> **PROBLEMS TO SOLVE**:
1: Reproduce the passage of the church fires report below from "The first fire" to "a religious building.", word for word.
2: Collect every line of the records below that contains the word "dark", treating uppercase and lowercase as different.

# GIVEN PASSAGE start

The churches were empty at the time of the fires, and no one was injured.

___

10:15 a.m.

Authorities say they're investigating hate as a motive in the fires at three black churches in southern Louisiana.

The suspect has been identified as Holden Matthews, a 21-year-old white man.

At a Thursday news conference, State Fire Marshal Butch Browning said the threat to the community "is gone now." He also called the fires "an attack on our God and our religion."

The first fire torched the St. Mary Baptist Church in Port Barre last month. Days later, the Greater Union Baptist Church and Mount Pleasant Baptist Church in Opelousas were burned. Each was more than 100 years old, with mostly black congregations.

The churches were empty at the time of the fires, and no one was injured.

___

10:05 a.m.

The suspect arrested in a string of fires at historically black churches in southern Louisiana has been identified as a 21-year-old white man.

According to a news release, Holden Matthews faces three counts of simple arson of a religious building.

At a news conference, Louisiana Gov. John Bel Edwards said "these were evil acts."

# GIVEN PASSAGE end
# DATA SUPPLIED start

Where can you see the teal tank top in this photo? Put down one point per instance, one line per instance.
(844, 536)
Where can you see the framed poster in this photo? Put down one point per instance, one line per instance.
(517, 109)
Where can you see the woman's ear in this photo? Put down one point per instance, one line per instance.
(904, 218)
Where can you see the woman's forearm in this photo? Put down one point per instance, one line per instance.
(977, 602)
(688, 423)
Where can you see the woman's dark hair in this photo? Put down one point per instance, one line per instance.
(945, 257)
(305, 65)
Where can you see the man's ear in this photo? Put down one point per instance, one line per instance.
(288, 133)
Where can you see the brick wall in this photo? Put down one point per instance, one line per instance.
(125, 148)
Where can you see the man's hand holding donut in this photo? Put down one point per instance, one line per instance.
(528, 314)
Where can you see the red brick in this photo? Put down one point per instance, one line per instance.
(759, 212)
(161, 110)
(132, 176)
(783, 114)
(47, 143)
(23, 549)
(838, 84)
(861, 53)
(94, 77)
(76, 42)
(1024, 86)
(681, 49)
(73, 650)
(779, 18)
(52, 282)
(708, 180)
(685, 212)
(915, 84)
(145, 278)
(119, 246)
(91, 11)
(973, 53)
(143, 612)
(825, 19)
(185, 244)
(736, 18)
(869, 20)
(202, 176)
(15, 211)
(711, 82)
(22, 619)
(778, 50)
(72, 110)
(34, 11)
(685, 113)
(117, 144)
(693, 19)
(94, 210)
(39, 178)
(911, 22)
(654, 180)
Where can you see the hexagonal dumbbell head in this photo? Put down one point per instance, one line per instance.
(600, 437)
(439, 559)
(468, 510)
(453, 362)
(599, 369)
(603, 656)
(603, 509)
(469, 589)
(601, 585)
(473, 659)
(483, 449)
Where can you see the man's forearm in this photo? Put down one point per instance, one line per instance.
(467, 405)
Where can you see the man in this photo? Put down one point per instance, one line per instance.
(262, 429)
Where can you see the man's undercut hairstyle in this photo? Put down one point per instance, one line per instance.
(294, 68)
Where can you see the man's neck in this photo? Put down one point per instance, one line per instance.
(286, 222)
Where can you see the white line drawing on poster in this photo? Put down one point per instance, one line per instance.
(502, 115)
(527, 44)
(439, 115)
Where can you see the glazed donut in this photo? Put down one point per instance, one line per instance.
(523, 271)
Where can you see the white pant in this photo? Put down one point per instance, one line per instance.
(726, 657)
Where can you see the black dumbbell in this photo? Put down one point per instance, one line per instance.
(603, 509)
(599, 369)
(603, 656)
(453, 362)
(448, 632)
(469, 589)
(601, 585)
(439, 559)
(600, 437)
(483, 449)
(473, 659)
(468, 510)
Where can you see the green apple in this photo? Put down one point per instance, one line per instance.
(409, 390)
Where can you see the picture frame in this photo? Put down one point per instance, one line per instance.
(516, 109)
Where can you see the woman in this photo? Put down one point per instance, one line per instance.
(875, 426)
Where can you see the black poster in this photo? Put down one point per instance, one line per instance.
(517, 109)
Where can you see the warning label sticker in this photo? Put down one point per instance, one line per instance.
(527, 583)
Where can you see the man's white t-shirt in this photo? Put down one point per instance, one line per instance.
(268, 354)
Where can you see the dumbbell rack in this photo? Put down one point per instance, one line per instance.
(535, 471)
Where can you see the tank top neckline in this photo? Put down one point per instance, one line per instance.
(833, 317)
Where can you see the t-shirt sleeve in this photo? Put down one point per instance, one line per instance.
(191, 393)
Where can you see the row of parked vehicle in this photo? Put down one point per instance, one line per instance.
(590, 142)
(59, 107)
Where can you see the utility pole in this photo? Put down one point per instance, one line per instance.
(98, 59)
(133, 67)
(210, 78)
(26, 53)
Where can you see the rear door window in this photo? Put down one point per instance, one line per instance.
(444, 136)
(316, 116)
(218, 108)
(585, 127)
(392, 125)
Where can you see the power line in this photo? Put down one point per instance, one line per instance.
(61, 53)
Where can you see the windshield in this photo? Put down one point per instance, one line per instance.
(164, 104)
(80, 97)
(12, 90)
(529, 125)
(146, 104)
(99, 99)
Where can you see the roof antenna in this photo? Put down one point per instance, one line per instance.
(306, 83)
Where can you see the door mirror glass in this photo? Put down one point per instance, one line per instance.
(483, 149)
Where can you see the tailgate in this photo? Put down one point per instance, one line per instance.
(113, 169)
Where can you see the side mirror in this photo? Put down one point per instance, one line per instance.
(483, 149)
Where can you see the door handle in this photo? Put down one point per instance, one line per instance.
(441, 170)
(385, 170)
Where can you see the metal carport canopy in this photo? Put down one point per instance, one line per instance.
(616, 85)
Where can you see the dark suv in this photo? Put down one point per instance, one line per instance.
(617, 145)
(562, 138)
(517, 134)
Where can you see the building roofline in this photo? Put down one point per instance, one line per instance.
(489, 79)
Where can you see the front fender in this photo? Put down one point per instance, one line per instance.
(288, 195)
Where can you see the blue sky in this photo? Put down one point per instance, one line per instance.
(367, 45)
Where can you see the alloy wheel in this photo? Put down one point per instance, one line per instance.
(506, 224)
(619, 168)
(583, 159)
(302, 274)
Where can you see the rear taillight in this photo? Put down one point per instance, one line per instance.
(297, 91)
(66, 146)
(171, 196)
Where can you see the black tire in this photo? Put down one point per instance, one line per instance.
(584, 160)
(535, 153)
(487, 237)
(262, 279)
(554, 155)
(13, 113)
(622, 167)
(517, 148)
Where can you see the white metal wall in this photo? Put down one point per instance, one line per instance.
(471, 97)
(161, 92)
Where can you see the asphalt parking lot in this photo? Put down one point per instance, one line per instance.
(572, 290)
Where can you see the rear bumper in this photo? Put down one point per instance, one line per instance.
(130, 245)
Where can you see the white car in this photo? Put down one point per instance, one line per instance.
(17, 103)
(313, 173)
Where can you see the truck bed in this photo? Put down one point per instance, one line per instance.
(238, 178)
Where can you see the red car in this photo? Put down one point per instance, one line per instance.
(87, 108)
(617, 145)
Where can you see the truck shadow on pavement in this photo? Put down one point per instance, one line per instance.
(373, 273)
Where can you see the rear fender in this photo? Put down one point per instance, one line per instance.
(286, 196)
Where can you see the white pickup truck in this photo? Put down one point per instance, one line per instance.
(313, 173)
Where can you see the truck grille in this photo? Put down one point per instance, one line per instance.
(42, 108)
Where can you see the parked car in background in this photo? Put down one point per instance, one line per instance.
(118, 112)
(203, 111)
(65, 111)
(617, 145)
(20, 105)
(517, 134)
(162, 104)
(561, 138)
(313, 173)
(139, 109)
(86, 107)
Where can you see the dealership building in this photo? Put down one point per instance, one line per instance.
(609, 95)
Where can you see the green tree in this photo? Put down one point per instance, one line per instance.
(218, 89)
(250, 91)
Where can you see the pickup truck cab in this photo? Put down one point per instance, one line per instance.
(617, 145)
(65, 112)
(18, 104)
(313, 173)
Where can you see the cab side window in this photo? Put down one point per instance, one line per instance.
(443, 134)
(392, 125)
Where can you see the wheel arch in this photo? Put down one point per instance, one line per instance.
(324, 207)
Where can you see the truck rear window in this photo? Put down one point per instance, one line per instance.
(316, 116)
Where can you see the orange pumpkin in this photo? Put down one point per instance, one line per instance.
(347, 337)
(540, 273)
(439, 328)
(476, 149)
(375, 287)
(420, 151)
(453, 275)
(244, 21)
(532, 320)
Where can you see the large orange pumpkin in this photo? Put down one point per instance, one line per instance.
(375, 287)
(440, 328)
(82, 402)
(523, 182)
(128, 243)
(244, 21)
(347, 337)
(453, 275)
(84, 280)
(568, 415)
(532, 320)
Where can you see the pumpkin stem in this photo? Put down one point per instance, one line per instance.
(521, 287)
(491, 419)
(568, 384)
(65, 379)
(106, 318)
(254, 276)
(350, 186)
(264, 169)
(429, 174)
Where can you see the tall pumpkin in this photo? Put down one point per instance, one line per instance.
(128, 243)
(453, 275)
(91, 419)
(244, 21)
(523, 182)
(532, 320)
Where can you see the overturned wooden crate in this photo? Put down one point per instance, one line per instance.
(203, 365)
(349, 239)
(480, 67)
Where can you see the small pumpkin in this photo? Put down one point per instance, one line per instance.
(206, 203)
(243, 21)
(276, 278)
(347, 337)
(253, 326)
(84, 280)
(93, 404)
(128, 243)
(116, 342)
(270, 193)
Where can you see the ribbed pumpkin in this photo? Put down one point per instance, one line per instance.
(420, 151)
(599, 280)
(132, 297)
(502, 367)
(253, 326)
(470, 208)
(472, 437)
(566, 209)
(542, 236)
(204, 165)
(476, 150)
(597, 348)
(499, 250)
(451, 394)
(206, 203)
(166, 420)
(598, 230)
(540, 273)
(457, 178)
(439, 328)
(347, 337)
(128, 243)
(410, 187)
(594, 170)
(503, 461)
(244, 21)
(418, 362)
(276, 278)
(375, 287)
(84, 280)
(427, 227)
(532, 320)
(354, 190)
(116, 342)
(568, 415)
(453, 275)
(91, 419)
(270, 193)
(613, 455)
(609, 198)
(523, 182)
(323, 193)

# DATA SUPPLIED end

> **WORKED ANSWERS**:
1:
The first fire torched the St. Mary Baptist Church in Port Barre last month. Days later, the Greater Union Baptist Church and Mount Pleasant Baptist Church in Opelousas were burned. Each was more than 100 years old, with mostly black congregations.

The churches were empty at the time of the fires, and no one was injured.

___

10:05 a.m.

The suspect arrested in a string of fires at historically black churches in southern Louisiana has been identified as a 21-year-old white man.

According to a news release, Holden Matthews faces three counts of simple arson of a religious building.

2:
Where can you see the woman's dark hair in this photo? Put down one point per instance, one line per instance.
Where can you see the dark suv in this photo? Put down one point per instance, one line per instance.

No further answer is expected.